**AIM OF THE EXERCISE**
From the first line of the listing below, retype each line up to and including the one with "For every instance of the dog, drop"; pictures stay out.

--- START ---

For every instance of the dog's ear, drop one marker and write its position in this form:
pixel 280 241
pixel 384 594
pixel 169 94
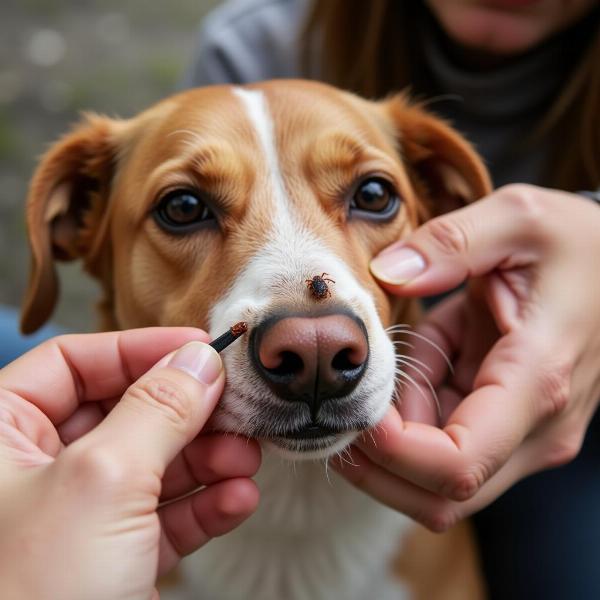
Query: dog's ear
pixel 65 208
pixel 445 169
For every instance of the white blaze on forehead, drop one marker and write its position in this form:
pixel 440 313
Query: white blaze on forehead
pixel 291 253
pixel 258 111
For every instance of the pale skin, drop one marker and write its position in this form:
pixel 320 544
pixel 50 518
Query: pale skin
pixel 81 486
pixel 524 341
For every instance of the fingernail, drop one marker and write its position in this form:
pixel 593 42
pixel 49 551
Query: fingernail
pixel 199 360
pixel 398 266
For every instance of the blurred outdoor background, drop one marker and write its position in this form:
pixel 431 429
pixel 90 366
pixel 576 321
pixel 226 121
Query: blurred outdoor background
pixel 57 58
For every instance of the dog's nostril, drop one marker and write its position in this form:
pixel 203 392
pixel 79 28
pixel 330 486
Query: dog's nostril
pixel 291 364
pixel 311 359
pixel 343 360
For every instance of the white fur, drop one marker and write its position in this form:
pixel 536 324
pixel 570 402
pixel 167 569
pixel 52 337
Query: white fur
pixel 314 536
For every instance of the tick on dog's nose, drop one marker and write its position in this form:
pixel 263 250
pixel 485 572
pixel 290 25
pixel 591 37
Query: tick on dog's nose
pixel 319 287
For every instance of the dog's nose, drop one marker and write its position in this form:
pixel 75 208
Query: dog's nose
pixel 310 359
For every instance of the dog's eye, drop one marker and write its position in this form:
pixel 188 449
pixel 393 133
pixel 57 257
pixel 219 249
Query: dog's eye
pixel 375 195
pixel 181 210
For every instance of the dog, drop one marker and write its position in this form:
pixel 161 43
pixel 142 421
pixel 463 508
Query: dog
pixel 264 203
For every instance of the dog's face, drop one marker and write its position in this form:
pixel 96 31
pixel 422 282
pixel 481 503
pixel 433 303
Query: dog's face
pixel 261 204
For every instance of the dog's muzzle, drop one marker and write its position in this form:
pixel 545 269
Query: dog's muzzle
pixel 316 361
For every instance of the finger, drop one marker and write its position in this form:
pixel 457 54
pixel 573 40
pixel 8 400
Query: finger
pixel 162 411
pixel 435 512
pixel 208 459
pixel 189 523
pixel 421 505
pixel 498 231
pixel 82 421
pixel 481 434
pixel 25 419
pixel 74 368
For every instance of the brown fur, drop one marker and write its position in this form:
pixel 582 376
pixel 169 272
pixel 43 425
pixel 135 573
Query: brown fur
pixel 92 195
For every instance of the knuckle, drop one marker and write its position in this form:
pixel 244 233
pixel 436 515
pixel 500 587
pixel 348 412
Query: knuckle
pixel 97 464
pixel 563 449
pixel 163 395
pixel 523 200
pixel 464 485
pixel 440 519
pixel 555 389
pixel 448 235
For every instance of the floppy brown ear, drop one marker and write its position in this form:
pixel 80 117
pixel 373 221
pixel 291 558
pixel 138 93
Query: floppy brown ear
pixel 67 199
pixel 445 168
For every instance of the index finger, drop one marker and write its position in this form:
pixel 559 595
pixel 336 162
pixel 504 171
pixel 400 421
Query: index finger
pixel 481 435
pixel 67 370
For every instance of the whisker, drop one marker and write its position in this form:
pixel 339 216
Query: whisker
pixel 429 385
pixel 420 389
pixel 404 329
pixel 402 343
pixel 327 471
pixel 372 438
pixel 404 357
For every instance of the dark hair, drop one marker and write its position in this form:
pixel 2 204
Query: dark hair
pixel 373 48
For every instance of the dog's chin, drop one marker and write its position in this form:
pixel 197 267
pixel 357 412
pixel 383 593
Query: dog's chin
pixel 310 448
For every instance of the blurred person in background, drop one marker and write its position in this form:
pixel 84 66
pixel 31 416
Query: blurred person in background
pixel 521 80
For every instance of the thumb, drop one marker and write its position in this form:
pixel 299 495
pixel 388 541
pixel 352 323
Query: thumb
pixel 469 242
pixel 164 410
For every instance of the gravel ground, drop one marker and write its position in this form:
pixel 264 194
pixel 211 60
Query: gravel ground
pixel 58 58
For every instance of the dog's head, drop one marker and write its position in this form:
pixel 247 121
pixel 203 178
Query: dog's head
pixel 262 204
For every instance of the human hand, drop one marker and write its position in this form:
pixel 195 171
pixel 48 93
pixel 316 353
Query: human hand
pixel 83 520
pixel 524 342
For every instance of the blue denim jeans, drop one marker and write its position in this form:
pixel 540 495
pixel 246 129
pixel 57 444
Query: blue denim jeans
pixel 12 343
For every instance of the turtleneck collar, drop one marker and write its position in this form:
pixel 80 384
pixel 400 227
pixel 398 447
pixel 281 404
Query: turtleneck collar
pixel 520 87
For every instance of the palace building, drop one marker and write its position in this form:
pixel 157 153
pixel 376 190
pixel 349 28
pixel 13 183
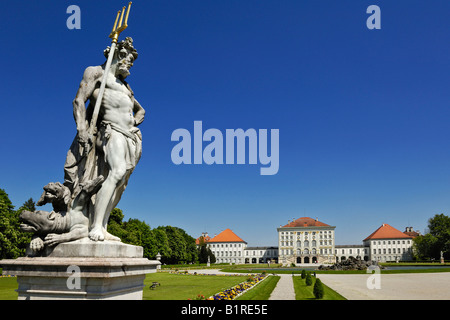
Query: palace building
pixel 307 240
pixel 389 244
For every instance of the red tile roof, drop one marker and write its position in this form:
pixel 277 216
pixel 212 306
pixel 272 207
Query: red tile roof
pixel 387 232
pixel 226 236
pixel 305 222
pixel 205 238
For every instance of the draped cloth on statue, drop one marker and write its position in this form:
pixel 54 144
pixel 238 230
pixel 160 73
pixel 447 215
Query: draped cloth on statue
pixel 80 167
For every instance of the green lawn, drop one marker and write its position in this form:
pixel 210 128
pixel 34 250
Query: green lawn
pixel 184 287
pixel 304 292
pixel 261 291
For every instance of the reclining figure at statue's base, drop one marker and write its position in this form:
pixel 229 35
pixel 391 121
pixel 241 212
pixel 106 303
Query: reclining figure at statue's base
pixel 68 221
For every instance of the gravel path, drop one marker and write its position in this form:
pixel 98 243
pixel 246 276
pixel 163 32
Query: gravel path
pixel 405 286
pixel 284 289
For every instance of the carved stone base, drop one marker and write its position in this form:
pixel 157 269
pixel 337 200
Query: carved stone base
pixel 82 278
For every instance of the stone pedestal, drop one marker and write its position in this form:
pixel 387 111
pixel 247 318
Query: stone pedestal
pixel 82 270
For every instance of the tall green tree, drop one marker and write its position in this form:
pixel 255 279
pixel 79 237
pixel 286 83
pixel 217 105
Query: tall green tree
pixel 12 240
pixel 436 240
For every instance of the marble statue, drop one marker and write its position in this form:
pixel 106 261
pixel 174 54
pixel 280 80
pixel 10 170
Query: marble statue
pixel 104 153
pixel 114 147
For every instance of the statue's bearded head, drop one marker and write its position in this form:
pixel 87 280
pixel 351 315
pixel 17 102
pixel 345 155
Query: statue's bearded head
pixel 125 56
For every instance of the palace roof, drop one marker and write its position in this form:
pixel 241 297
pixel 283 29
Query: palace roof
pixel 226 236
pixel 305 222
pixel 387 232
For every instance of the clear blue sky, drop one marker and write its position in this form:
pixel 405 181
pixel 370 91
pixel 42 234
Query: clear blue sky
pixel 363 114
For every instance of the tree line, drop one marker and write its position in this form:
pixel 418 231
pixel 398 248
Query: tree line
pixel 172 243
pixel 435 239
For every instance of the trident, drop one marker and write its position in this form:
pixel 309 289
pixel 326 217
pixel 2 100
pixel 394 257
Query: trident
pixel 114 35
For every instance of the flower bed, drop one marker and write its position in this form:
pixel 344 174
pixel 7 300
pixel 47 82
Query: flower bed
pixel 237 290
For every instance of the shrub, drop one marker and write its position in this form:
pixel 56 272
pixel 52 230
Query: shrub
pixel 318 289
pixel 308 279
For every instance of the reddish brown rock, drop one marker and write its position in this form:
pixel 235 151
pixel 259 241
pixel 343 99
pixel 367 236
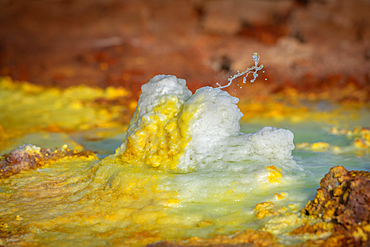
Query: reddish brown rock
pixel 343 197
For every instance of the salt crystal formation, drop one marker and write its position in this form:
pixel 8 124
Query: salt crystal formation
pixel 177 131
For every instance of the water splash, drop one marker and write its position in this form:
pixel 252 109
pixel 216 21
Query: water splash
pixel 254 69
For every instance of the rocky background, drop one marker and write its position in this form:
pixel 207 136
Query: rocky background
pixel 306 44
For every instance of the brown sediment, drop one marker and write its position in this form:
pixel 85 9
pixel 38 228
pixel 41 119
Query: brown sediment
pixel 343 203
pixel 21 159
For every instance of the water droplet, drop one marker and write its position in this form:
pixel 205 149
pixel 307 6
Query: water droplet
pixel 256 58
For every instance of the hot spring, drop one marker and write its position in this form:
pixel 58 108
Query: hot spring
pixel 185 167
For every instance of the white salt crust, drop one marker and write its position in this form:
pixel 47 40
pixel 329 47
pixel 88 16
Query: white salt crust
pixel 214 128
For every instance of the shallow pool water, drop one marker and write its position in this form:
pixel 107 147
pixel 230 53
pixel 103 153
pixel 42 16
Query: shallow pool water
pixel 121 199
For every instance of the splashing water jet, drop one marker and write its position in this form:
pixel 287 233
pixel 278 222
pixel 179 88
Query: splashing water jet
pixel 254 69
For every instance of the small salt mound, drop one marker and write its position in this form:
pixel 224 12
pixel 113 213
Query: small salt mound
pixel 174 130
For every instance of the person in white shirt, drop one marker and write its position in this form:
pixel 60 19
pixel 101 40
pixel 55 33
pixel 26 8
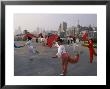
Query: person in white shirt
pixel 65 58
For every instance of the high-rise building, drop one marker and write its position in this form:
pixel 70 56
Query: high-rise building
pixel 62 29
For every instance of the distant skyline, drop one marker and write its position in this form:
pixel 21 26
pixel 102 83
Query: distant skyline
pixel 52 21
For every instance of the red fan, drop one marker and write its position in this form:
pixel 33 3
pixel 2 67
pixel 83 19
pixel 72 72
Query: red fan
pixel 51 39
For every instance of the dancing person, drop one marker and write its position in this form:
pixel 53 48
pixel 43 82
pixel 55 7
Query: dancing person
pixel 65 57
pixel 91 49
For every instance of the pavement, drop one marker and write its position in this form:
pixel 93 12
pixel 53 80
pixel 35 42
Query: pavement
pixel 42 64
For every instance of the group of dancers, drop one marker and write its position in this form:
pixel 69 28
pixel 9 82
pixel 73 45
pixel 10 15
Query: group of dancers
pixel 62 54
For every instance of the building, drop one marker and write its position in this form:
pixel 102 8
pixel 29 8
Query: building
pixel 62 30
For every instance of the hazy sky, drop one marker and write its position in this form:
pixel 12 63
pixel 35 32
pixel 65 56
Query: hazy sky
pixel 52 21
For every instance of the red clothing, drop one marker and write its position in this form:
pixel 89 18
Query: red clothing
pixel 91 50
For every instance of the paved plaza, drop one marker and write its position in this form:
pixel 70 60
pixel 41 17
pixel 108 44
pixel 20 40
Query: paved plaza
pixel 42 64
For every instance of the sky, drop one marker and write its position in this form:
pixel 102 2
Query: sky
pixel 52 21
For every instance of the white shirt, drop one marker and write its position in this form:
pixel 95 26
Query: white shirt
pixel 29 44
pixel 61 50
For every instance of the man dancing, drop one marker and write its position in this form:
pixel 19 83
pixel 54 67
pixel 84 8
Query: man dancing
pixel 65 57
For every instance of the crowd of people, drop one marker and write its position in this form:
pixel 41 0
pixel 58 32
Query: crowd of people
pixel 62 54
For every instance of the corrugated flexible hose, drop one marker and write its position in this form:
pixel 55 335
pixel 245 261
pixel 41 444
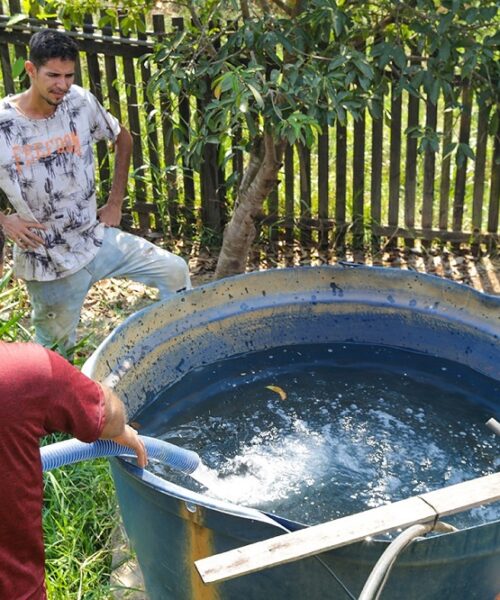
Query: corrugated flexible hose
pixel 72 451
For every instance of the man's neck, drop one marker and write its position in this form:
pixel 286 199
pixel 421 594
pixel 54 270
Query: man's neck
pixel 32 106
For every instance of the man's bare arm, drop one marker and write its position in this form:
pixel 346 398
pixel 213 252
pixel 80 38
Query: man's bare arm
pixel 116 429
pixel 111 213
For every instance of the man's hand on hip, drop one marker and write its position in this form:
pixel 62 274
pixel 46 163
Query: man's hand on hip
pixel 20 231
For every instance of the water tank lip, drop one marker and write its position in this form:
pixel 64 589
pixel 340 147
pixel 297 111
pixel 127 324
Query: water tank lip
pixel 443 286
pixel 180 493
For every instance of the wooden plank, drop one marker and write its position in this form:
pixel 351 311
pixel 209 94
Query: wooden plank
pixel 461 173
pixel 358 182
pixel 445 181
pixel 347 530
pixel 323 184
pixel 340 185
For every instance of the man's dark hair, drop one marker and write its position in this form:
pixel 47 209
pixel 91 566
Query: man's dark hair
pixel 51 43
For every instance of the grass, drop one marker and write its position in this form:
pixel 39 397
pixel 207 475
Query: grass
pixel 80 510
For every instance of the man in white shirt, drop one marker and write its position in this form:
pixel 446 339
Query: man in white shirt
pixel 62 243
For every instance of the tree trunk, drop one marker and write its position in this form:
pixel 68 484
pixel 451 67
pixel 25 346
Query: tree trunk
pixel 257 183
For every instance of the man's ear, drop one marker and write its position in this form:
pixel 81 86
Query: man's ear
pixel 30 68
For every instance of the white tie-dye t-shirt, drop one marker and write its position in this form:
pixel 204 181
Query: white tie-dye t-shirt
pixel 47 171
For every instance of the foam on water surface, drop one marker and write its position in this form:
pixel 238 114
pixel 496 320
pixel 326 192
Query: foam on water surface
pixel 313 433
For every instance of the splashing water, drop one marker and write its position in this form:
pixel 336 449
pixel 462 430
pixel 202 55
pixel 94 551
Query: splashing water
pixel 355 427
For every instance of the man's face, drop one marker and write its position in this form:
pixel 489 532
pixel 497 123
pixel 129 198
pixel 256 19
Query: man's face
pixel 52 80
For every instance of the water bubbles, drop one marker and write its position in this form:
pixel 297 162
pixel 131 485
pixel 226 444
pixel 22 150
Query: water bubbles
pixel 352 434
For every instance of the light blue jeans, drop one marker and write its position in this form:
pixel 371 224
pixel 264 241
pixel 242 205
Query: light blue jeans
pixel 56 305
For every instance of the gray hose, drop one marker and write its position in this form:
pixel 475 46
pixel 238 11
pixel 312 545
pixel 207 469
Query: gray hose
pixel 71 451
pixel 380 572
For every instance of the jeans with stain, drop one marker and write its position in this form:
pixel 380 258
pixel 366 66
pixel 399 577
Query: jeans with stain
pixel 56 305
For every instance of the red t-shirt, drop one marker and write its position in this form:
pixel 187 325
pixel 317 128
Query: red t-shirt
pixel 40 393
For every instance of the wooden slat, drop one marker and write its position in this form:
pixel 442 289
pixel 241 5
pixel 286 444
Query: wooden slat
pixel 305 192
pixel 111 81
pixel 289 195
pixel 395 158
pixel 20 48
pixel 135 130
pixel 445 181
pixel 168 146
pixel 347 530
pixel 323 184
pixel 429 168
pixel 358 182
pixel 96 88
pixel 411 163
pixel 479 169
pixel 494 204
pixel 273 211
pixel 376 176
pixel 151 128
pixel 461 174
pixel 340 185
pixel 185 118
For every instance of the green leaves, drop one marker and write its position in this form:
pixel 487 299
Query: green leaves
pixel 333 60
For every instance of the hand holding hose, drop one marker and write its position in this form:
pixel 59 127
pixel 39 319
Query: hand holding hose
pixel 131 439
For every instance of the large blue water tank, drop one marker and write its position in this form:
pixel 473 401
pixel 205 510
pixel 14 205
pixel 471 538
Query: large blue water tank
pixel 170 527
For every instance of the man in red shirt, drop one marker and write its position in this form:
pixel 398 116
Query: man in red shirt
pixel 40 393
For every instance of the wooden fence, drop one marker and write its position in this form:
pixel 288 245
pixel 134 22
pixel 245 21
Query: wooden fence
pixel 363 182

--- END ---

**COMPLETED TASK**
For every instance of the dog's ear, drop one marker and write its position in this form:
pixel 280 241
pixel 384 594
pixel 169 94
Query: dog's ear
pixel 65 208
pixel 445 169
For every instance of the white blaze on forehead, drop one marker and write its position in this form:
pixel 440 313
Query: white blaze on forehead
pixel 291 253
pixel 258 111
For every instance of the pale skin, drop one marker and write its position in this form:
pixel 320 544
pixel 50 518
Query: pale skin
pixel 81 486
pixel 524 341
For every instance of the fingernail, drop one marker and write its position in this form:
pixel 593 42
pixel 49 551
Query: fingernail
pixel 199 360
pixel 398 266
For every instance of the blurred outdoor background, drop one marker and write its position in this form:
pixel 431 429
pixel 90 366
pixel 576 321
pixel 226 121
Query: blurred outdoor background
pixel 57 58
For every instance of the dog's nostril, drop one marker and write its position in this form:
pixel 203 392
pixel 79 28
pixel 330 486
Query: dog's nostril
pixel 291 364
pixel 311 359
pixel 343 360
For every instance of the white fur, drop one marker and write its position in this form:
pixel 536 324
pixel 570 402
pixel 167 569
pixel 52 337
Query: white fur
pixel 314 536
For every instance of the tick on dog's nose, drop one marker and write its position in this form:
pixel 263 250
pixel 485 572
pixel 290 25
pixel 591 37
Query: tick on dog's nose
pixel 319 287
For every instance of the dog's nose, drop one marker and write its position in this form:
pixel 75 208
Query: dog's nose
pixel 310 359
For every instance of the dog's eye, drop one marker and write its position in this form:
pixel 188 449
pixel 393 133
pixel 57 257
pixel 219 249
Query: dog's eye
pixel 375 195
pixel 181 210
For every instance of the dog, drop one marker and write its position in this form:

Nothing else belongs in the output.